◆ Exercise details ◆
In the material below, find each line holding the string "positive" and copy it.

◆ Data for the task ◆
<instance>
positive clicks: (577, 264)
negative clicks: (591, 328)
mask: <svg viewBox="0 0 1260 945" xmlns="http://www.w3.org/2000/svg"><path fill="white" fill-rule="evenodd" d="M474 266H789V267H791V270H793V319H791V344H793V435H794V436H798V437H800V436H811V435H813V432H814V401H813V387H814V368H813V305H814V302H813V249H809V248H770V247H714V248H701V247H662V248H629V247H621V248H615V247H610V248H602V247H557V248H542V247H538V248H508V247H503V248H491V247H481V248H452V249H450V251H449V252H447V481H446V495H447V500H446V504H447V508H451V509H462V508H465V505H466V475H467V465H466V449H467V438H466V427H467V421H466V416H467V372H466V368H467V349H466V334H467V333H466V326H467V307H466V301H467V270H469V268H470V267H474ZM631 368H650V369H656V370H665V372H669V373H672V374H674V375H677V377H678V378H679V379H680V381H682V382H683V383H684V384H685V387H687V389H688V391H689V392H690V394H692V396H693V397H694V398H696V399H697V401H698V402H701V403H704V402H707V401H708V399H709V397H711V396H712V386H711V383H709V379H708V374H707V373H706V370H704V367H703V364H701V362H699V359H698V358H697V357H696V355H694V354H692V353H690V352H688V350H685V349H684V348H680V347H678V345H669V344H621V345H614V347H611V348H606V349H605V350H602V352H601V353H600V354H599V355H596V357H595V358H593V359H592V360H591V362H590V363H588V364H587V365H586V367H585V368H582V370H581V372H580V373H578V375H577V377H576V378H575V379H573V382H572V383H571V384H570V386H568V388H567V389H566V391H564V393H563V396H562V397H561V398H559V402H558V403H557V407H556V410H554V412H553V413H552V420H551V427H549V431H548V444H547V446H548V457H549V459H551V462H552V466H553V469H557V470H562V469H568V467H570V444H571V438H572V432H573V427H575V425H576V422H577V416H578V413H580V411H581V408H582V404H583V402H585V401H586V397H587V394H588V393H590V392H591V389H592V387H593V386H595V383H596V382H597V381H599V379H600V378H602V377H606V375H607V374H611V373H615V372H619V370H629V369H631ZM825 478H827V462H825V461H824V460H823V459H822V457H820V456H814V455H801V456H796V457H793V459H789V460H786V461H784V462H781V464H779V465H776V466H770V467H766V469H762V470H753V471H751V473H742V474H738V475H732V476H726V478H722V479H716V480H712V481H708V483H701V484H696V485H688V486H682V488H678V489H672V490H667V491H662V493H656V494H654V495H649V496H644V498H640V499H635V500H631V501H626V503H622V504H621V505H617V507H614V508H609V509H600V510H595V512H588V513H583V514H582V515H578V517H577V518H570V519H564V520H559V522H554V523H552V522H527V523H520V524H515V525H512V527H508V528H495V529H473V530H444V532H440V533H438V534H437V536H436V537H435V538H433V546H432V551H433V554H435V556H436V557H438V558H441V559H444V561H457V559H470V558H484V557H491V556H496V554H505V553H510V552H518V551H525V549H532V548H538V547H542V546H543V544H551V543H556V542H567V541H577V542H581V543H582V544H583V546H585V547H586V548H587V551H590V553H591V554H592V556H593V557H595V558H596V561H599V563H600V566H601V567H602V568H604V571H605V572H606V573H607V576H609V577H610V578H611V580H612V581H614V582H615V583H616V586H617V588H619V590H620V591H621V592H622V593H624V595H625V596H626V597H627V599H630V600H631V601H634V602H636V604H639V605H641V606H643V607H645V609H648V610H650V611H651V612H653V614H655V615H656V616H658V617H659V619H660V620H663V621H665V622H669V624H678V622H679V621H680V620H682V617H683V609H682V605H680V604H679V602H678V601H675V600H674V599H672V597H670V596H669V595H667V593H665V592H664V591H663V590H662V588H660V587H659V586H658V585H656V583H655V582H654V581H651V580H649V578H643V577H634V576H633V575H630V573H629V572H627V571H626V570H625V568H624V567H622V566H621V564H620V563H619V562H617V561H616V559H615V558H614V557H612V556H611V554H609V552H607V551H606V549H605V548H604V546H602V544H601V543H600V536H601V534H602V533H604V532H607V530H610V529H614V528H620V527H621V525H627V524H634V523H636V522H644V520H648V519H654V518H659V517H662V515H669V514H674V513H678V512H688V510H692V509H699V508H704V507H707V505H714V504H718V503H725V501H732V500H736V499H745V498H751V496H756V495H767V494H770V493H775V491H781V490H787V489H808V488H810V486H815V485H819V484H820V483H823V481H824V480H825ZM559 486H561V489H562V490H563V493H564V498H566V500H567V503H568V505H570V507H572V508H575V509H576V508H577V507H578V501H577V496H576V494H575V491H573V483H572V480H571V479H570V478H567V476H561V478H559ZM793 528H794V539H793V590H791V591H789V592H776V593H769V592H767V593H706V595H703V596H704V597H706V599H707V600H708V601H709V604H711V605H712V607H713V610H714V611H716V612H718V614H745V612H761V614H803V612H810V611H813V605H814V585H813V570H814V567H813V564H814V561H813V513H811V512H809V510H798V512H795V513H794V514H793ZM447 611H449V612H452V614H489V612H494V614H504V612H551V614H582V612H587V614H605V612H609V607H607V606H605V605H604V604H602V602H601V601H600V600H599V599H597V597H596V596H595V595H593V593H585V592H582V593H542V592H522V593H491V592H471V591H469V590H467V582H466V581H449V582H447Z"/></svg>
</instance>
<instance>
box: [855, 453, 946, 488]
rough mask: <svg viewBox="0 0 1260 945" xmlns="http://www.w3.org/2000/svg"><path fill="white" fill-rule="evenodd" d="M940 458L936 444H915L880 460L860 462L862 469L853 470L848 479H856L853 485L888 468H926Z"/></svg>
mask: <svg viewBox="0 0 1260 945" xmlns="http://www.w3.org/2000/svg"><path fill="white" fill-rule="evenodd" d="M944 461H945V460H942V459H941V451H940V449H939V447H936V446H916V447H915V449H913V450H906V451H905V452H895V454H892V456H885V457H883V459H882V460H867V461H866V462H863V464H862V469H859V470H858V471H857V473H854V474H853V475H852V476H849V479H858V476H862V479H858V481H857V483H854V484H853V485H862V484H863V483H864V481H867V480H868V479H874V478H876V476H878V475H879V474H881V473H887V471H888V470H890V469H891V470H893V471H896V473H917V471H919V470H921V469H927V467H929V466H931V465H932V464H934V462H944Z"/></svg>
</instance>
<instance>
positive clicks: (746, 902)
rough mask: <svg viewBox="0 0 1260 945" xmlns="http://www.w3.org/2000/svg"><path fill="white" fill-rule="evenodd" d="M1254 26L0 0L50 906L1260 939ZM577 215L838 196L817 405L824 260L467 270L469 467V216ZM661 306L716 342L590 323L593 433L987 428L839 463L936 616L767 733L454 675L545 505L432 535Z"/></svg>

◆ Written solution ◆
positive clicks: (577, 264)
positive clicks: (746, 902)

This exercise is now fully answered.